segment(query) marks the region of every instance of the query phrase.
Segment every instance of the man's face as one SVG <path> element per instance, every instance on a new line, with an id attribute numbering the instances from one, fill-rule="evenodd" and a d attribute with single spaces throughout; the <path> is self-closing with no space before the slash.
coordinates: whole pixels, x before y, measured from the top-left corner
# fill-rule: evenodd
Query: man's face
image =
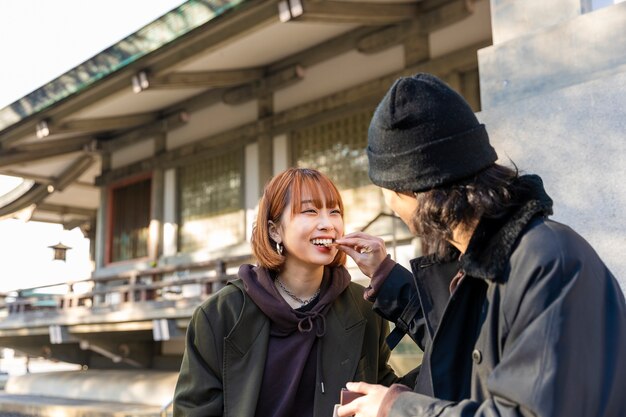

★ ★ ★ ★ ★

Output the line containing "coordinates: whole pixels, x" and each line after it, through the end of the material, exactly as given. No pictures belong in the output.

#### RESULT OF THE EXERCISE
coordinates: whole pixels, x before y, measured from the top-left corner
# fill-rule: evenodd
Query: man's face
image =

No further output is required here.